Substitute "rough bark" for "tree bark" in the part of the items that opens with the line containing "the eagle in" and closes with the line containing "pixel 481 497". Give back only that part, with everything else unchanged.

> Given records
┏━━
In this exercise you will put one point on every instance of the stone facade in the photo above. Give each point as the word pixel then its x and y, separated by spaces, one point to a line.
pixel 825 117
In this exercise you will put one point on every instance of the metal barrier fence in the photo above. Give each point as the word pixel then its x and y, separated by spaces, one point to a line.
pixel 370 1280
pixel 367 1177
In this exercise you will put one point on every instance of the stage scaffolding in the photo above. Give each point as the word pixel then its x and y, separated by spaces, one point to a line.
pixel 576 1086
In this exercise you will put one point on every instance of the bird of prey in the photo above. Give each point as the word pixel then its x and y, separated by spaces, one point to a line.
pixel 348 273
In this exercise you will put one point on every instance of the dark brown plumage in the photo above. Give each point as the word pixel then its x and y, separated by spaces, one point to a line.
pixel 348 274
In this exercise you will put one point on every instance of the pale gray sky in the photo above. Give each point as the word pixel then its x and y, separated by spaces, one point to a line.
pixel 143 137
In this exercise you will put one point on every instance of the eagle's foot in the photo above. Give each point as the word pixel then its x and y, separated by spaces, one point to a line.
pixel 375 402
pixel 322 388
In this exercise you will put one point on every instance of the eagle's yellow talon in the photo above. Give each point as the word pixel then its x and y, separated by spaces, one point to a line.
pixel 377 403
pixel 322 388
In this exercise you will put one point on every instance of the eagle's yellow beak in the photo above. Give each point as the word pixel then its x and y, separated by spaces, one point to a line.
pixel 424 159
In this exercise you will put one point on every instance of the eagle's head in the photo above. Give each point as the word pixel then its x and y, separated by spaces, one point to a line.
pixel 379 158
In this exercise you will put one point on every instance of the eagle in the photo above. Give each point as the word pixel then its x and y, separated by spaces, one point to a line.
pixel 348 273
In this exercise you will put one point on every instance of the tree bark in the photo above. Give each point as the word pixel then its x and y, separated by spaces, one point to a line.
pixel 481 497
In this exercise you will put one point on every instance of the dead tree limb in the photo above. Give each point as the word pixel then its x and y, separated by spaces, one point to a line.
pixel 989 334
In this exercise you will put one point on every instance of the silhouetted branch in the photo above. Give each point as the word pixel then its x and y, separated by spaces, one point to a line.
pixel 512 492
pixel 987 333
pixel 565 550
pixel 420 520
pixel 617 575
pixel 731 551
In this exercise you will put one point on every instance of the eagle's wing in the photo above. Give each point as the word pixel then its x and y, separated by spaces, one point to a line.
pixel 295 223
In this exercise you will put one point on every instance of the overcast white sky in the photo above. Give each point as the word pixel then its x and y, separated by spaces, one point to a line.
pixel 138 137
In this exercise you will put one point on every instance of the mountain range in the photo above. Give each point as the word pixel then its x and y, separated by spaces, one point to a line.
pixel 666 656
┗━━
> Worked answer
In this exercise you will put one point on every instance of the eagle in the photo above. Give each point as the word pixel then its x and y, separated by spaces, one point to a line.
pixel 348 273
In this exercise you will put one point on every instance of the rough bark in the photo above. Give each point as the word pixel then its x and y, separated by spaces, one point to a line.
pixel 481 497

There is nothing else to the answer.